## Tareas por hacer
a: Responde con base en el texto sobre la dignidad del paciente con enfermedad mental:
(i) ¿Qué autor propone la deliberación ética caso por caso?
(ii) Si un paciente psicótico rechaza tratamiento, ¿a quién buscaría involucrar una aproximación relacional?
(iii) En el resumen final, ¿qué nos recuerda Kant?
b: Devuelve sin cambios el fragmento del texto sobre la dignidad del paciente con enfermedad mental, desde "En suma, las" hasta "reconocimiento social, etc.).", este último incluido.
c: Escribe la continuación del texto sobre la dignidad del paciente con enfermedad mental a partir de su última oración.

La concepción de dignidad bajo el paternalismo médico pone el acento en la compasión y la protección. Se considera digno actuar con humanidad evitando sufrimientos extremos, aunque el paciente no lo entienda en el momento. Importa destacar que, filosóficamente, este enfoque debe cuidarse de no caer en lo que algunos llaman “patriarcalismo” o exceso de autoridad, donde el profesional impone su escala de valores. Un paternalismo ético requiere humildad y empatía: reconocer que la intervención es una carga moral (pues se invade la libertad) y que solo se hace porque genuinamente no hay mejor alternativa para ayudar al paciente. Autores como Diego Gracia proponen la deliberación ética caso por caso, ponderando principios, para decidir si prima la autonomía o la beneficencia en cada situación concreta; no es un cheque en blanco para el médico, sino un proceso racional y compasivo de toma de decisiones.
Autonomía relacional: interdependencia y apoyo
La teoría de la autonomía relacional ofrece una vía de conciliación, al reconocer que la toma de decisiones siempre ocurre en un entramado de relaciones sociales. Desde esta perspectiva, la autonomía no es mera independencia absoluta, sino la capacidad de actuar en consonancia con quien uno es, lo cual incluye considerar las relaciones significativas, los cuidados recibidos y las responsabilidades mutuas. En el caso del enfermo mental, la autonomía relacional enfatizaría que sus decisiones deben entenderse en el contexto de su red de apoyo: familia, amigos, profesionales. Esto no significa que otros decidan por él sin más, sino que se construye una solución dialogada. Por ejemplo, si un paciente psicótico rechaza tratamiento, una aproximación relacional buscaría involucrar a alguien de su confianza (un familiar cercano, un terapeuta con buena relación) para persuadirlo, comprender sus miedos, y quizás negociar un plan que respete en algo sus preferencias (tal vez aceptar medicación a cambio de evitar la hospitalización, si fuera viable y seguro). No se deja al paciente solo con su carga (lo cual sería un falso respeto a la autonomía), pero tampoco se le arrebata completamente su voz.
La autonomía relacional conecta con la idea de solidaridad y empatía en la comunidad. Reconoce que todos somos vulnerables en alguna medida y dependemos de otros en distintos momentos de la vida (nadie es totalmente autónomo todo el tiempo). Por ende, no se trata de aislar al enfermo mental en pro de su “libertad”, sino de acompañarlo en la toma de decisiones difíciles. Este enfoque también resuena con la noción de “dignidad en las relaciones de cuidado”: la dignidad se expresa cuando el individuo siente que es escuchado, valorado y apoyado por quienes le rodean, incluso si en última instancia se toma una decisión que él inicialmente no quería. La diferencia es que esa decisión se habrá gestado con diálogo y respeto, no de forma impuesta brutalmente.
En suma, las diferentes teorías aportan matices: Kant nos recuerda la inviolabilidad de la persona; el utilitarismo, la importancia de las consecuencias sobre el bienestar; el paternalismo médico tradicional, el deber de cuidar y los peligros de la omisión; la autonomía relacional, la importancia del contexto y de los apoyos para una auténtica autodeterminación. Todas estas visiones buscan, en último término, preservar la dignidad del paciente con enfermedad mental, aunque ponen el énfasis en facetas distintas de esa dignidad (autonomía racional, resultado benéfico, integridad moral, reconocimiento social, etc.).

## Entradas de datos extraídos
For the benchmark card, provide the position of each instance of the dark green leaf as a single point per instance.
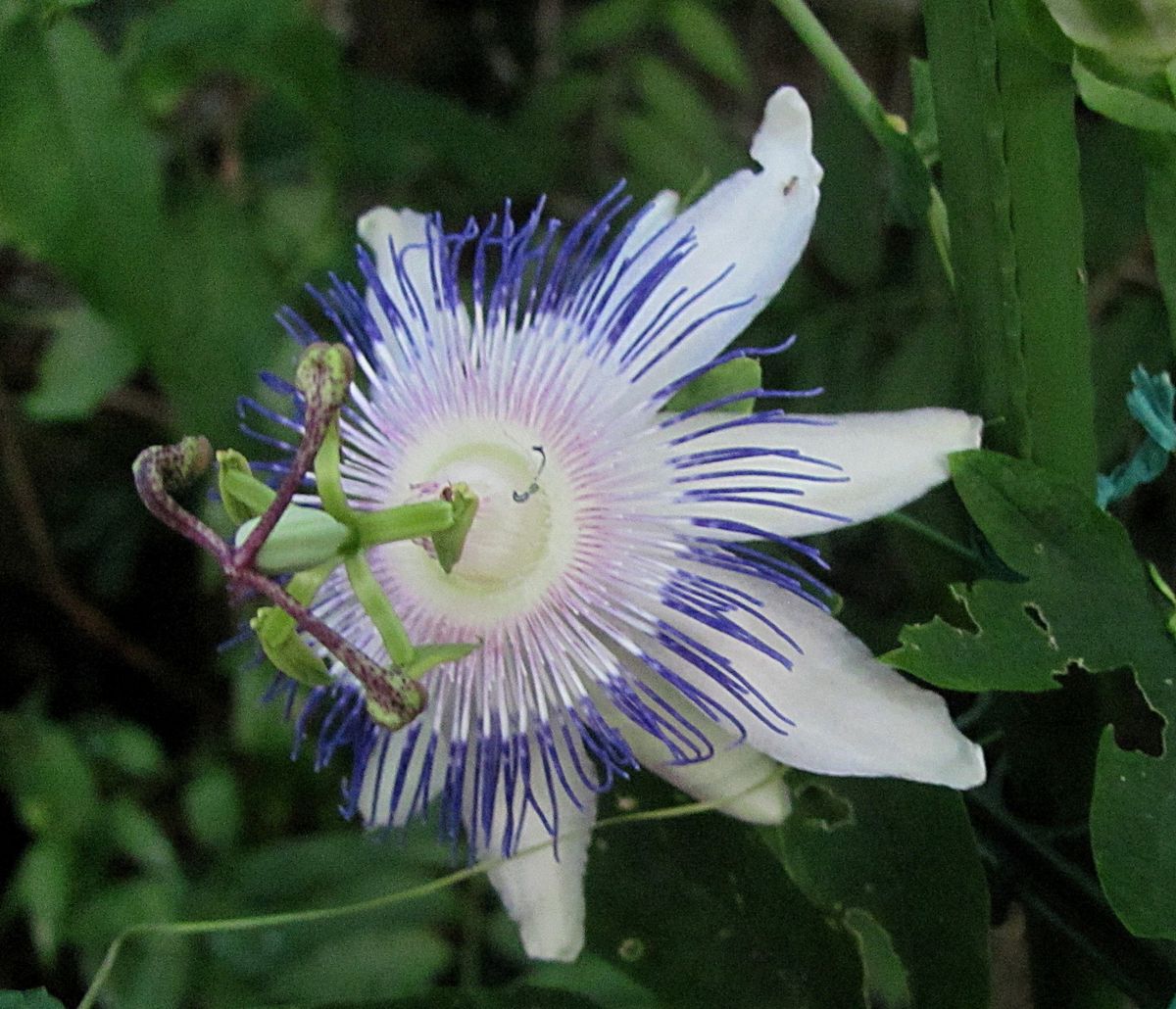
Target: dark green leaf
(1123, 103)
(897, 863)
(86, 361)
(365, 963)
(46, 775)
(32, 998)
(709, 41)
(1085, 598)
(726, 380)
(512, 997)
(607, 24)
(221, 329)
(41, 887)
(850, 232)
(924, 134)
(1040, 26)
(700, 914)
(80, 186)
(1159, 166)
(139, 837)
(126, 745)
(593, 979)
(1041, 152)
(280, 46)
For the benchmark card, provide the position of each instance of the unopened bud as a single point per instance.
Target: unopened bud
(242, 494)
(165, 468)
(324, 374)
(303, 539)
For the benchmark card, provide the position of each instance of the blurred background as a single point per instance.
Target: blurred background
(170, 175)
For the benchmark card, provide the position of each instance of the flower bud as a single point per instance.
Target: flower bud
(324, 374)
(303, 539)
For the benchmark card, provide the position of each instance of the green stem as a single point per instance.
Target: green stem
(836, 65)
(377, 607)
(906, 160)
(387, 899)
(1010, 183)
(1041, 148)
(403, 522)
(328, 479)
(934, 537)
(961, 44)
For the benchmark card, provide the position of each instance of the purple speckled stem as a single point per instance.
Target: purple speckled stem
(318, 420)
(162, 469)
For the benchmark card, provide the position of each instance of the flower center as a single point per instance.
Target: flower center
(523, 538)
(512, 527)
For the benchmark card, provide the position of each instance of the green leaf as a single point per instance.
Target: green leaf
(897, 864)
(1122, 103)
(139, 837)
(515, 996)
(32, 998)
(601, 26)
(47, 776)
(80, 183)
(365, 963)
(212, 805)
(41, 887)
(1042, 156)
(593, 979)
(924, 134)
(1085, 598)
(1159, 168)
(676, 106)
(219, 329)
(704, 36)
(699, 913)
(126, 745)
(1042, 29)
(740, 375)
(86, 361)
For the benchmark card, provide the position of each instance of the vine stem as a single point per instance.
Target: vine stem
(838, 66)
(933, 537)
(387, 899)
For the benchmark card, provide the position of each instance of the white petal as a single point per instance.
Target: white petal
(401, 244)
(382, 773)
(734, 769)
(754, 222)
(833, 470)
(406, 230)
(544, 893)
(851, 714)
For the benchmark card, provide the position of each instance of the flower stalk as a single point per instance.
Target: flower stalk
(275, 535)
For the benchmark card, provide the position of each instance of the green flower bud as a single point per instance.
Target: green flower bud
(304, 538)
(242, 494)
(324, 374)
(1136, 34)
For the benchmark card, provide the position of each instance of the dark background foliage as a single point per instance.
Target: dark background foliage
(170, 175)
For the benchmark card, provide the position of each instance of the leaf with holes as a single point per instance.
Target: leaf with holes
(1085, 599)
(897, 864)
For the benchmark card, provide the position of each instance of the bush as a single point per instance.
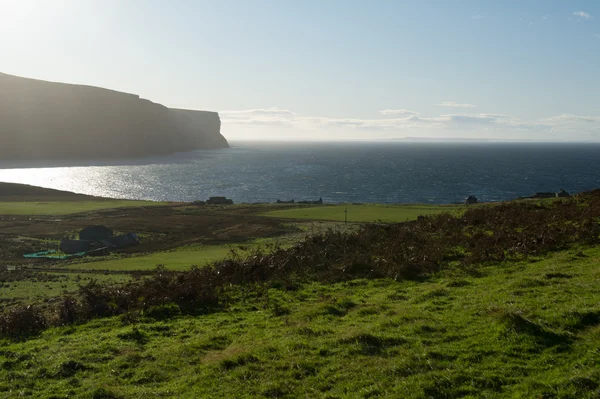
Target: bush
(22, 322)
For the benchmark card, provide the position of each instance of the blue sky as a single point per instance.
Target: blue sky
(329, 69)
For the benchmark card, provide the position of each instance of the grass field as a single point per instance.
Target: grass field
(39, 286)
(515, 330)
(364, 213)
(56, 208)
(184, 258)
(177, 259)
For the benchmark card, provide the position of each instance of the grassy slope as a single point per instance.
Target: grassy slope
(43, 286)
(22, 199)
(178, 259)
(514, 330)
(364, 213)
(55, 208)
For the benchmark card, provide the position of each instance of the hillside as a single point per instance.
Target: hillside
(46, 120)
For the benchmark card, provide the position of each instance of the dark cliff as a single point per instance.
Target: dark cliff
(45, 120)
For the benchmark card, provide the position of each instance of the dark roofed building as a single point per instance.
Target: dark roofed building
(95, 233)
(219, 201)
(74, 246)
(471, 199)
(124, 241)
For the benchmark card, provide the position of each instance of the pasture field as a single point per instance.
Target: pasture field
(36, 286)
(516, 330)
(365, 213)
(182, 258)
(59, 208)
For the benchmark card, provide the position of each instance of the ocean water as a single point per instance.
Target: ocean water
(359, 172)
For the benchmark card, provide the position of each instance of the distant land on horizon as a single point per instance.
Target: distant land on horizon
(41, 120)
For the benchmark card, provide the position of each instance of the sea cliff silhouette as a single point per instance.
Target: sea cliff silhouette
(47, 120)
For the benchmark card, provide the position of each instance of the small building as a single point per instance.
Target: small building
(74, 246)
(541, 195)
(471, 199)
(219, 201)
(95, 233)
(124, 241)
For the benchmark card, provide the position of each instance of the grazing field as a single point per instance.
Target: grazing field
(36, 286)
(526, 329)
(178, 259)
(364, 213)
(58, 208)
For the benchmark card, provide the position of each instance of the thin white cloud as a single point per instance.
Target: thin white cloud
(455, 105)
(582, 14)
(258, 117)
(399, 121)
(398, 112)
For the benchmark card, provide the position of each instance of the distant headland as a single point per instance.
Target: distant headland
(42, 120)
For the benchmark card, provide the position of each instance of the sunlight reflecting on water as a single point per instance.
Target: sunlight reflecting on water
(357, 172)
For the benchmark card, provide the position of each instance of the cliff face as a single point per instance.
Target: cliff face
(45, 120)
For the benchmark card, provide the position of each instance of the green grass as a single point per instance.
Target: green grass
(364, 213)
(179, 259)
(514, 330)
(42, 286)
(55, 208)
(183, 258)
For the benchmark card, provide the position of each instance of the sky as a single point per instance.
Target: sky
(329, 69)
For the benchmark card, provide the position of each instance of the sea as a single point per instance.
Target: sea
(388, 172)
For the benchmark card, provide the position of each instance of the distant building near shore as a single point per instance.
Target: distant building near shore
(541, 195)
(219, 201)
(471, 199)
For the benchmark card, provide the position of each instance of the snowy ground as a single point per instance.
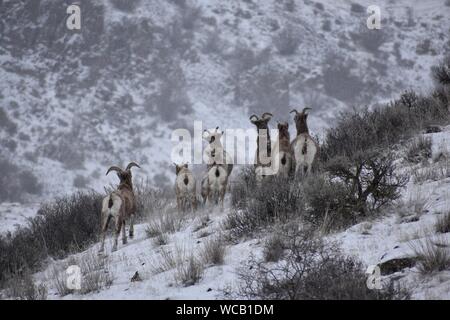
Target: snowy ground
(372, 242)
(14, 214)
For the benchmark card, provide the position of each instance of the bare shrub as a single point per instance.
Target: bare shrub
(61, 227)
(59, 281)
(441, 72)
(151, 201)
(414, 206)
(361, 130)
(161, 239)
(213, 252)
(273, 248)
(432, 257)
(311, 270)
(329, 203)
(419, 150)
(433, 172)
(371, 177)
(189, 270)
(443, 223)
(258, 206)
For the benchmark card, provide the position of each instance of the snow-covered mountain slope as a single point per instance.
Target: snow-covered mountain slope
(394, 235)
(74, 102)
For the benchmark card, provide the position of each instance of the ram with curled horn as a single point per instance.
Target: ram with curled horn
(305, 148)
(219, 166)
(263, 143)
(119, 205)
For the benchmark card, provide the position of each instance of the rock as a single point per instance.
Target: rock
(395, 265)
(433, 128)
(410, 219)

## Respuestas por tarea
a:
(i) Diego Gracia.
(ii) A alguien de su confianza: un familiar cercano o un terapeuta con buena relación.
(iii) La inviolabilidad de la persona.

b:
En suma, las diferentes teorías aportan matices: Kant nos recuerda la inviolabilidad de la persona; el utilitarismo, la importancia de las consecuencias sobre el bienestar; el paternalismo médico tradicional, el deber de cuidar y los peligros de la omisión; la autonomía relacional, la importancia del contexto y de los apoyos para una auténtica autodeterminación. Todas estas visiones buscan, en último término, preservar la dignidad del paciente con enfermedad mental, aunque ponen el énfasis en facetas distintas de esa dignidad (autonomía racional, resultado benéfico, integridad moral, reconocimiento social, etc.).

c:
El papel de los profesionales de la salud, la familia y el Estado
La resolución práctica de estos dilemas recae en distintos actores sociales que rodean al paciente: el equipo médico, los familiares (u otros cuidadores cercanos) y el Estado a través de sus leyes e instituciones. Cada uno tiene un rol específico y enfrenta retos particulares para garantizar la dignidad del enfermo mental.
Profesionales de la salud: custodios de la capacidad y el cuidado
El personal sanitario (psiquiatras, psicólogos, enfermeros, etc.) se encuentra en la primera línea. Son quienes deben evaluar la capacidad mental del paciente para tomar decisiones en cada momento. Esta evaluación de competencia no es sencilla ni absoluta; implica valorar si el paciente “comprende y juzga los hechos relevantes”, puede “declarar alguna preferencia” y “ponderar la información para llegar a una conclusión” respecto a su tratamiento. Existen instrumentos clínicos y legales para determinar si alguien carece de juicio suficiente (por ejemplo, evaluaciones neuropsicológicas, entrevistas de capacidad tipo MacArthur). Cuando concluyen que el paciente no tiene capacidad, los profesionales asumen una enorme responsabilidad ética: deben decidir en su nombre o instigar el proceso legal para ello.
Los médicos están llamados a ponderar cuidadosamente la situación: ¿este paciente entiende lo que le ocurre? ¿Sus negativas o decisiones se deben a su yo auténtico o a los síntomas de su trastorno? ¿Cuál es el riesgo si no intervenimos? Como recomienda la literatura bioética, “es imprescindible que el profesional de salud pondere si es posible atender a la voluntad expresada por el paciente, lo que dependerá de su grado de entendimiento”. Solo si la comprensión es claramente insuficiente y el riesgo alto, se justificará proceder contra esa voluntad. En este proceso, la comunicación es clave: el profesional debe intentar explicar la información al nivel cognitivo del paciente, quizá utilizando términos simples, repitiendo las explicaciones en diferentes momentos, involucrando a algún allegado que ayude a convencer. Esto forma parte de respetar la dignidad: no dar por sentado de entrada que “no entiende nada”, sino agotar instancias para que entienda y participe.
Cuando no hay más remedio que actuar paternalistamente, los profesionales deben hacerlo de forma proporcional y ética. Las guías clínicas sugieren usar la mínima restricción necesaria. Por ejemplo, en vez de una hospitalización involuntaria larga, intentar un ingreso breve para estabilización; en vez de coerción física, utilizar técnicas de de-escalamiento verbal o medicación tranquilizante con consentimiento tácito si es posible. Además, se deben documentar muy bien las razones por las cuales se violó la autonomía (para transparencia y revisión posterior) y establecer revisiones periódicas de la medida. La dignidad del paciente exige que el médico no abuse de su poder y se autoimponga controles: consultas con comités de ética, segundas opiniones, y sobre todo, mantener una actitud de respeto hacia el paciente incluso durante la intervención involuntaria. Esto significa evitar tratos vejatorios, informar al paciente de sus derechos (por ejemplo, derecho a recurrir legalmente la hospitalización involuntaria), y mostrar empatía por su sufrimiento.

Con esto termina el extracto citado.